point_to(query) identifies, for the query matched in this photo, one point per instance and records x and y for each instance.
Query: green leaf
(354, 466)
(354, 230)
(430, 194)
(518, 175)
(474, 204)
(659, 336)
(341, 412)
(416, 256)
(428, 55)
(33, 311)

+ + + + + + +

# [TASK DETAILS]
Lay out all the rows above as a two-column CSV with the headers text and answer. Give one line for each row, with its text and its answer each in a single quoted field and line breaks replaced by spaces.

# [RESULT OF THE TASK]
text,answer
"point_to(query) identifies, for the query matched in this photo, one point per instance and records x and y for each instance. Query: green leaf","(354, 466) (354, 230) (430, 194) (518, 175) (474, 204) (659, 336) (341, 412) (416, 256) (428, 55) (33, 311)"